PASSAGE PROVIDED:
Signal Strength Breakdown Notes

Sentiment: 

Smart/Dumb Confidence Spread is neutral

Trend: 

Positive given a rising 200-day average, uptrend from March is still intact

Support / Resistance: 

The market is trading at a new high, little resistance until 1100 - 1120

Other Tendencies: 

Pullbacks after highs have been positive

 

Beginning in early March, we discussed a large number of reasons to expect an imminent rally of one to three months' duration.  Some of those studies were even more positive, and suggested a new bull market.

 

During mid-April, the market held up extremely well in spite of being overbought.  This is very rare during an ongoing bear market, and added to the idea that "this time is different" in terms of bear market rallies, as we reiterated in early May.

 

On July 10th, we looked at a number of short-term oversold readings, and like a good market does, it responded by rallying strongly.  The rally since then has been remarkably persistent, rolling over a multitude of indicators and studies that argued for a pullback.  As we discuss ad nauseam, a market that does not respond to short-term extremes usually has more work to do in the direction of the extreme.

DATASET EXTRACT:
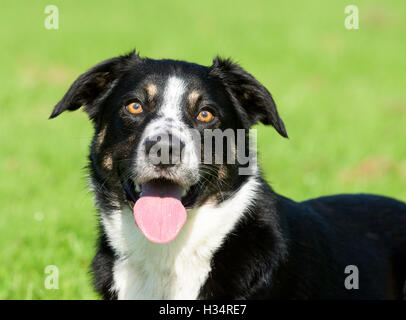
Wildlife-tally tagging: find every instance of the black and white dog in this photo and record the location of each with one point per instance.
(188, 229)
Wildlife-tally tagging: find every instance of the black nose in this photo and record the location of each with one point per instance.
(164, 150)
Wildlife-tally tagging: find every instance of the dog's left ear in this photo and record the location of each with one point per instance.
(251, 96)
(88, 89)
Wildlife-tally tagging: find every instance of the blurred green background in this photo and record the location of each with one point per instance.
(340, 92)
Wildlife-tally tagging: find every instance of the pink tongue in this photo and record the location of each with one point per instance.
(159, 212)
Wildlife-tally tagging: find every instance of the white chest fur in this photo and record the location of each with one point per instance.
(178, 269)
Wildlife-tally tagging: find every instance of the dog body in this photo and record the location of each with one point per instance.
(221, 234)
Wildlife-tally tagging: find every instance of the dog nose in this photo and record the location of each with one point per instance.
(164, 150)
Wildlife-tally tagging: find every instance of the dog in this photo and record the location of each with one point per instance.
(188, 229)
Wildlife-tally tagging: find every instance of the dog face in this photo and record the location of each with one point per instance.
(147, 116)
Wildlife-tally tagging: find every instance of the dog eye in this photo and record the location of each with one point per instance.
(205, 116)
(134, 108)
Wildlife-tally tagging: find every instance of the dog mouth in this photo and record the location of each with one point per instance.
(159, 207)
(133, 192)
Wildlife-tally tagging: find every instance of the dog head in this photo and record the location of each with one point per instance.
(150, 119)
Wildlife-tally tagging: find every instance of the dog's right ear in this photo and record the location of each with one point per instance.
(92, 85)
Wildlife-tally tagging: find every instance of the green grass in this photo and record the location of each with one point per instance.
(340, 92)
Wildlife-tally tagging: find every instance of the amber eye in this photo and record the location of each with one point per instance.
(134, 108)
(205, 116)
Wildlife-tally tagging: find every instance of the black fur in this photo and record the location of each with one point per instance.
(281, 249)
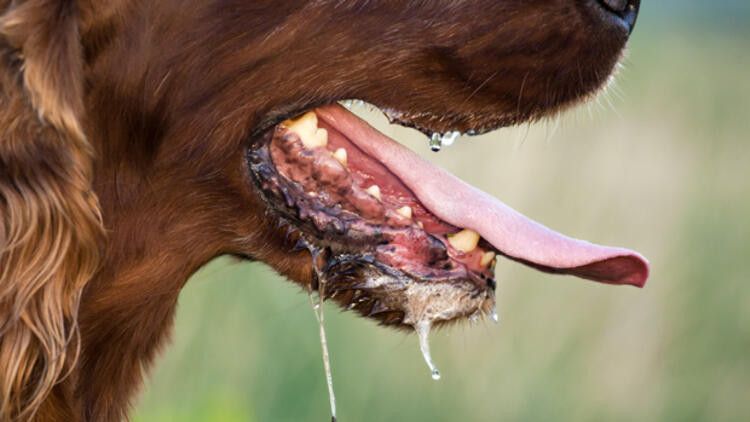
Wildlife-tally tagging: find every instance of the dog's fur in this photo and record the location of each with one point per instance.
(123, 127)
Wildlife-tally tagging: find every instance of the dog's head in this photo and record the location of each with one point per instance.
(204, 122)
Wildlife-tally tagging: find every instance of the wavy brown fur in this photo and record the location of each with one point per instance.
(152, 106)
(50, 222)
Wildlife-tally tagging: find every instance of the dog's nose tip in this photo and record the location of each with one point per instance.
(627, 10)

PROBLEMS TO SOLVE:
1. Decide whether each statement below agrees with the market commentary. For each, answer yes or no and quote the words of the market commentary that settle it.
(a) The Smart/Dumb Confidence Spread is described as neutral.
(b) The market commentary expects little resistance until 1100 - 1120.
(c) According to the market commentary, the market weakened in mid-April because it was overbought.
2. According to the market commentary, on what date were a number of short-term oversold readings examined?
3. Carry on the market commentary, starting after its final sentence.

THE ANSWERS:
1.
(a) Yes: "Smart/Dumb Confidence Spread is neutral"
(b) Yes: "little resistance until 1100 - 1120"
(c) No: "During mid-April, the market held up extremely well in spite of being overbought."

2. July 10th.

3.
We've seen some periodic bouts of excessive optimism during that time, and the market has pulled back in the very short-term after them.  But each time, the major indexes have held technical support, and rallied from even intraday oversold readings, so we've seen little change in the uptrend's character just yet.

 

We've been watching how the markets recover from the Key Reversal Day from a couple of weeks ago.  Right in line with its precedents, it has recovered well, and so we continue to see very little evidence of major topping action.  We don't have too many sentiment measures arguing that we're seeing long-term signs of excessive optimism, and the technical action of the market has been superb.  Until either one of those changes, there isn't much reason to expect a major change from what we've seen over the past six months.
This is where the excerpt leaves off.